Conjunto de tareas
**A)** Según el texto sobre Bukowski, ¿dónde y en qué año nació el escritor?
**B)** Escribe una continuación del texto sobre Bukowski a partir de su última oración.

Sección de texto
.....

La lápida de Bukowski dice “No lo intentes”, no se sabe bien en relación a qué: la poesía, la escritura en general, el alcoholismo, o simplemente desentrañar quién fue. Murió en California en 1994, enfermo de leucemia, pero había nacido en Andernach, Alemania, en 1920. En 1923 su familia se trasladó a Estados Unidos y allí hizo su “carrera”, palabra que lo habría horrorizado.
Autor de seis novelas, varios volúmenes de cuentos e innumerables poemarios, Bukowski abominaba del profesionalismo y tenía claras las trampas del éxito: “Digamos que un buen escritor norteamericano lo consigue… es decir, ya no tiene que preocuparse por el alquiler e incluso se acostará con tías buenas de vez en cuando. La mayoría ha vivido entre 5 y 25 años en el anonimato, y cuando por fin se les reconoce, se les escapa de las manos. […] ¿Salir en la tele? Por supuesto. ¿De qué quieres que hable? Lo que sea. ¿De la historia del mundo? ¿Del sentido de la vida? ¿De ecología? ¿De la explosión demográfica? ¿De la revolución? ¿Qué quieres saber? ¿Ah, ya ha llegado el fotógrafo de Life? Sí, déjale pasar”. Pero al mismo tiempo que veía con claridad las deudas que el profesionalismo engendra, podía reírse de algunas de sus prácticas al escribir textos promocionales para las contratapas de sus propios libros. La que le propuso en 1971 al editor Lawrence Ferlinghetti para Erecciones, eyaculaciones, exhibiciones tiene fragmentos delirantes como estos: “Bukowski es el Dostoievski de los 70”; “Muchos críticos aseguran que Bukowski es uno de los mejores poetas vivos”; o “Este libro de relatos es todo un acontecimiento, una genialidad de un escritor de 51 años que se ha mantenido al margen del mundo de las letras…”. Está claro que el humor le permitió salvar mucho desencanto, y que esa enfermedad de la escritura le aseguraba no enloquecer y poder entonar a tientas pero sin desmayo lo que más le importaba: “el hermoso canto del loco”.

.....

Registros de una colección:
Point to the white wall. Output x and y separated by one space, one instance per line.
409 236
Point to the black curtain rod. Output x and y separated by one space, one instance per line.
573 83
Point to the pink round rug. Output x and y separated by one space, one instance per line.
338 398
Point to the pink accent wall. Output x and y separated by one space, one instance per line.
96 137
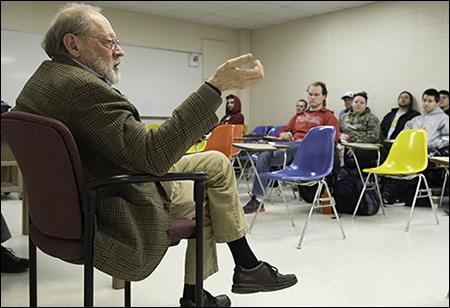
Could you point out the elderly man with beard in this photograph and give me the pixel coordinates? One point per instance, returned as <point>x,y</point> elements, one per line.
<point>131,238</point>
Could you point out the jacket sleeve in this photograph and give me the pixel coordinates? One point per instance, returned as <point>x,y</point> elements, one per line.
<point>442,141</point>
<point>107,124</point>
<point>331,120</point>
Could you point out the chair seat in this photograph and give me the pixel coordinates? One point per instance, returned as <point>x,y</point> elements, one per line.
<point>387,169</point>
<point>181,228</point>
<point>289,174</point>
<point>69,250</point>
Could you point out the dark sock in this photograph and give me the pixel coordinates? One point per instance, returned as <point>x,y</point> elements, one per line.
<point>242,253</point>
<point>189,292</point>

.....

Respuestas por tarea
**A)** En Andernach, Alemania, en 1920.

**B)**
El humor y la verdad
La enfermedad de escribir selecciona entre más de dos mil páginas de correspondencia inédita y reproduce numerosos facsímiles de cuando Bukowski escribía a mano y con dibujitos. Casi todas reflejan el tono directo y confesional del autor. En qué medida el género epistolar permite la entrada a la “interioridad” del escritor es difícil saberlo. Bukowski y todos los grandes escritores de cartas (Thomas Mann, Flaubert, Hemingway, Fitzgerald, Kafka) sabían que su personaje estaba siendo construido en ese relato íntimo tanto como en los editados, porque intuían que ese relato iba a ser publicado un día. En 1985, cuando Erecciones, eyaculaciones, exhibiciones fue retirado de una biblioteca en Países Bajos bajo la acusación de discriminación racial, sexual y de sadismo, Bukowski respondió: “Lo que realmente temo que se discrimine es el humor y la verdad. Si hablo mal de los negros, los homosexuales y las mujeres es porque los que conocí lo eran. Hay demasiadas cosas ‘malas’: perros malos, mala censura e incluso blancos malos, solo que cuando escribes sobre los blancos ‘malos’ nadie se queja. ¿Y hace falta que diga que hay negros ‘buenos’, homosexuales ‘buenos’ y mujeres ‘buenas’?”. Difícil más claridad, convicción y coherencia. Ya lo había dicho años atrás: el escritor debe poder hablar de lo que quiera.
Hacia 1985 Bukowski ya era un consagrado que no tenía que golpear puertas editoriales ni trabajar en la oficina de Correos de Los Ángeles ni vender sus máquinas de escribir para pagar la bebida, pero seguía siendo un lobo solitario y políticamente incorrecto, enemigo del canon. Y seguía pensando lo mismo que en 1954, cuando no era nadie y ya aseguraba en una carta a Whit Burnett que “todo el mundo tiene miedo de ofender o meterse con alguien; los escritores honestos lo tienen complicado”.
LA ENFERMEDAD DE ESCRIBIR, de Charles Bukowski. Anagrama, 2020. Trad. de Abel Debritto. Barcelona, 240 págs.